Ranbaxy rings up another loss as regulatory problems chew away profits

A deal by Indian compatriot Sun Pharmaceutical to buy Ranbaxy Laboratories is expected to close by the end of the year. But Ranbaxy's deep manufacturing problems will dog it to the bitter end. India's largest generic drugmaker reported a quarterly loss as plant bans sucked out sales and it made a $40 million provision for more legal problems with U.S. authorities.

On Tuesday, the drugmaker reported a loss in its April-June quarter of 1.86 billion rupees (about $30.9 million). That compared with a loss of 5.24 billion rupees (about $86.7 million) in the same quarter a year ago, when it wrote off significant goodwill on facilities after FDA actions. In a bit of intriguing but unexplained news, it said it set aside 2.4 billion rupees, nearly $40 million, to cover "ongoing settlement discussions," according to Reuters.

Last year, Ranbaxy paid $500 million to settle a host of felony and civil charges with the U.S. tied to subpar drug manufacturing. It also operates under a strict consent decree at four facilities where the FDA has said it has had significant quality lapses. In April, Ranbaxy announced that it had been subpoenaed by the Department of Justice for info on its Toansa API plant, which the FDA banned in January for faking analytical results.

The company reported that sales for the quarter were off 8% to 23.72 billion rupees (about $392.7 million). Sales in the U.S., its primary market, fell 11%, Reuters reported, as it felt the effects of two plant bans in the last year, including one in January. Four of the drugmaker's 5 FDA-approved plants are prevented from shipping products to the U.S.

In April, Sun Pharmaceutical and Daiichi Sankyo, which owns controlling interest in Ranbaxy, said that Sun would buy Ranbaxy in an all-stock deal valued at $3.2 billion that would leave Daiichi with a 9% stake in Sun. Sun's managing director, Dilip Shanghvi, at the time said that his top priority is fixing the problems at Ranbaxy that have left the four plants banned from selling in the U.S. Its Ohm Laboratories plant in New Jersey is the only facility still able to do that.

Data pulled from a collection
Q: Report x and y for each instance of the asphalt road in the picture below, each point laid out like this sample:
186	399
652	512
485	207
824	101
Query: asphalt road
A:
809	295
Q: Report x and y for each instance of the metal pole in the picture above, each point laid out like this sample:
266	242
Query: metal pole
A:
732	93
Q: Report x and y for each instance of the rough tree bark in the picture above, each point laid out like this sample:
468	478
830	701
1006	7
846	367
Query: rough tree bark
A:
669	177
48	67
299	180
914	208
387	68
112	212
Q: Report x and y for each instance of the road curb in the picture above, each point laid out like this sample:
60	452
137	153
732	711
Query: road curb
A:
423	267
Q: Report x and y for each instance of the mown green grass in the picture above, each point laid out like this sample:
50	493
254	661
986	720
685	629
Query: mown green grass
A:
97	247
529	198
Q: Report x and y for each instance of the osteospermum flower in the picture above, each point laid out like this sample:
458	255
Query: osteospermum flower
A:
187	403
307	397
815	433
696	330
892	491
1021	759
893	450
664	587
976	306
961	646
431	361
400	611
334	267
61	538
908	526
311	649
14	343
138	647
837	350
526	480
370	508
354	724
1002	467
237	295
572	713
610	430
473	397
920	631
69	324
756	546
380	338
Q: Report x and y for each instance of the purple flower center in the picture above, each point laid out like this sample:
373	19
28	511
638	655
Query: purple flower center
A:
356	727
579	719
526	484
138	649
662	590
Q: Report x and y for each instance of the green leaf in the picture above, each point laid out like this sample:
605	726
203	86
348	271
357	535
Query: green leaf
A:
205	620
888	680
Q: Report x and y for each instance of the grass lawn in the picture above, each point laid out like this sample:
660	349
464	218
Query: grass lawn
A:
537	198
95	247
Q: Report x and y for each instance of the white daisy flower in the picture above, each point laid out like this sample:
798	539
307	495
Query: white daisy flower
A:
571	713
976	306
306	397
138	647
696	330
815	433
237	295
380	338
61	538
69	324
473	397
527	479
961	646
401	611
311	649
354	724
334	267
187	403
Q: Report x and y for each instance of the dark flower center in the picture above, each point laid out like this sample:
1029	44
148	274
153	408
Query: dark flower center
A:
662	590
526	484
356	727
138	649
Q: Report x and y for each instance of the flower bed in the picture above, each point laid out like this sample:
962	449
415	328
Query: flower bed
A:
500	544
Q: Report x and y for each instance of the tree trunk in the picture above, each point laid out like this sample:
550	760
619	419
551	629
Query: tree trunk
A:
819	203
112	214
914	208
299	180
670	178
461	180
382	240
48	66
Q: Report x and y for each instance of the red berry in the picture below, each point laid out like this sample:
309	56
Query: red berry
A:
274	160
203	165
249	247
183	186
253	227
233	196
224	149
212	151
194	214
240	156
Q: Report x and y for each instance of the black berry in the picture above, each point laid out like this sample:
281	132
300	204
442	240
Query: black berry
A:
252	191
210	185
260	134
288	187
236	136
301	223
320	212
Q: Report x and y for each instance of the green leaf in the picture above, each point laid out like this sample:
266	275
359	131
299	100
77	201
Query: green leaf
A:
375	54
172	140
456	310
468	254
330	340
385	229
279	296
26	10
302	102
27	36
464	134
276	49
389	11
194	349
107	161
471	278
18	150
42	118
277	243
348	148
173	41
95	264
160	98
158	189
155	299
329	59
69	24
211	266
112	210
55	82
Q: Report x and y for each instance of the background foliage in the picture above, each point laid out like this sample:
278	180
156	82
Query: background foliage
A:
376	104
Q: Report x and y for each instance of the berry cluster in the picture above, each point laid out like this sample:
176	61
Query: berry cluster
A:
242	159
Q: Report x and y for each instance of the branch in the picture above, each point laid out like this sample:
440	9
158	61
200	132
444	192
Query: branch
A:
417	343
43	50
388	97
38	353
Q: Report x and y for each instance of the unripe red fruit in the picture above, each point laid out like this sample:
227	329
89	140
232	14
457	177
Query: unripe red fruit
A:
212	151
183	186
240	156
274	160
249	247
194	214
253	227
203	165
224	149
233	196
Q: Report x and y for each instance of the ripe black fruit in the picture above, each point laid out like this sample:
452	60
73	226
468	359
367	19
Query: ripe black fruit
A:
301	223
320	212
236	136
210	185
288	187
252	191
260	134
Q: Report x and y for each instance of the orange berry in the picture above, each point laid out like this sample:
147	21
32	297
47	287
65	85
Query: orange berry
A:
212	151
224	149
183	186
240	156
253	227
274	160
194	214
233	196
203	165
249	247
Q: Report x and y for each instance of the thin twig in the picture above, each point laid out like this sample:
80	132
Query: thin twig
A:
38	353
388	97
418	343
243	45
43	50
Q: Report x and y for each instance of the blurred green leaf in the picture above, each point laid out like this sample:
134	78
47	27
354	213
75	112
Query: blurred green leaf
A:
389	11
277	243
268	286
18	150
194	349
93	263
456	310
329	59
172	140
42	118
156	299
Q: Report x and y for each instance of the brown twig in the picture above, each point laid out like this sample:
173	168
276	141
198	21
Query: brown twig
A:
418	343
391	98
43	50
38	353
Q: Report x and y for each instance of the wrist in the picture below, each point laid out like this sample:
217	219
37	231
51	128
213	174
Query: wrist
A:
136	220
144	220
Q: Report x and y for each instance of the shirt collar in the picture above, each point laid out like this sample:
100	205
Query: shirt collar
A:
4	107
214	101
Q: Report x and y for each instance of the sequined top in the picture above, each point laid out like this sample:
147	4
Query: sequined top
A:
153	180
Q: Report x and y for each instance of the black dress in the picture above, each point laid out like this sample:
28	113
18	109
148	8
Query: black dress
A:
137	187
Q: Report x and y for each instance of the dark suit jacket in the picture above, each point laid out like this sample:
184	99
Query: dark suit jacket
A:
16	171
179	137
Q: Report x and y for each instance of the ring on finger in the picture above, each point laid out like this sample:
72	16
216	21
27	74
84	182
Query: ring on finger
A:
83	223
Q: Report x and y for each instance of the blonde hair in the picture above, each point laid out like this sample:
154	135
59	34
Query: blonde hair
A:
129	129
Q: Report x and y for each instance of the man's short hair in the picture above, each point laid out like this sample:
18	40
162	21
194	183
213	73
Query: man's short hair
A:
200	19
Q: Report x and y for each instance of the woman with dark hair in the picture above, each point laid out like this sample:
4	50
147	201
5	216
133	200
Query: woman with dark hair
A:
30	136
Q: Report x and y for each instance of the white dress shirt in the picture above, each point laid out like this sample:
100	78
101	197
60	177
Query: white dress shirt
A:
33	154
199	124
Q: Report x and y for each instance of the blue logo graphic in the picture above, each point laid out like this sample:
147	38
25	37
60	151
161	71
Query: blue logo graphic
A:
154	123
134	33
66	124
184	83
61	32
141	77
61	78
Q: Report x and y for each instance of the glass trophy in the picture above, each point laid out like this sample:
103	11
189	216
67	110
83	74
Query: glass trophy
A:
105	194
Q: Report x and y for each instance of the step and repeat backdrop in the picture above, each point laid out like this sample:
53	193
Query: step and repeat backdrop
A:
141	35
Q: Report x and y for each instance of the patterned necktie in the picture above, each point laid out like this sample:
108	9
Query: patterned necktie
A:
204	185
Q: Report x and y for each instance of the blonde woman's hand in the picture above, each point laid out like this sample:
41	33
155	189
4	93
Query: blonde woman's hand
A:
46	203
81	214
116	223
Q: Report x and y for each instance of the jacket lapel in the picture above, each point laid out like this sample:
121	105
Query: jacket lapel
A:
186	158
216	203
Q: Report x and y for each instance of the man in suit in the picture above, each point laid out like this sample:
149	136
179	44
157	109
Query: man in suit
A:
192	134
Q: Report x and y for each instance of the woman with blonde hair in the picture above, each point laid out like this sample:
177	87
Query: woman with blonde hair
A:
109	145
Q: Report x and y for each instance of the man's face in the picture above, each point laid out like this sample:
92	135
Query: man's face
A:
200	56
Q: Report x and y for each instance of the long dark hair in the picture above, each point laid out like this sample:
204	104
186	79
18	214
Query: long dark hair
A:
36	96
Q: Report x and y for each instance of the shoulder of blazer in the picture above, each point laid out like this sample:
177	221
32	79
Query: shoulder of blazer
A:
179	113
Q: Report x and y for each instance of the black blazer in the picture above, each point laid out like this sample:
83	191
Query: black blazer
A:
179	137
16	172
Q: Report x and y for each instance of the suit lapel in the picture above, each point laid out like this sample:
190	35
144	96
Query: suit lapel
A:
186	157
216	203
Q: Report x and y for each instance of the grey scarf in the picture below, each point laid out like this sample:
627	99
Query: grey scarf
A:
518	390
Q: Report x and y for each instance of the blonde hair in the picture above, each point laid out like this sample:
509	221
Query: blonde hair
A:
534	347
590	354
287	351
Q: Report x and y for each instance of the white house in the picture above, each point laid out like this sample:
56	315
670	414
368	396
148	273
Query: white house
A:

» TASK TO COMPLETE: According to the Ranbaxy article, which Ranbaxy plant is still able to sell to the U.S.?

» EXERCISE SOLUTION: The Ohm Laboratories plant in New Jersey.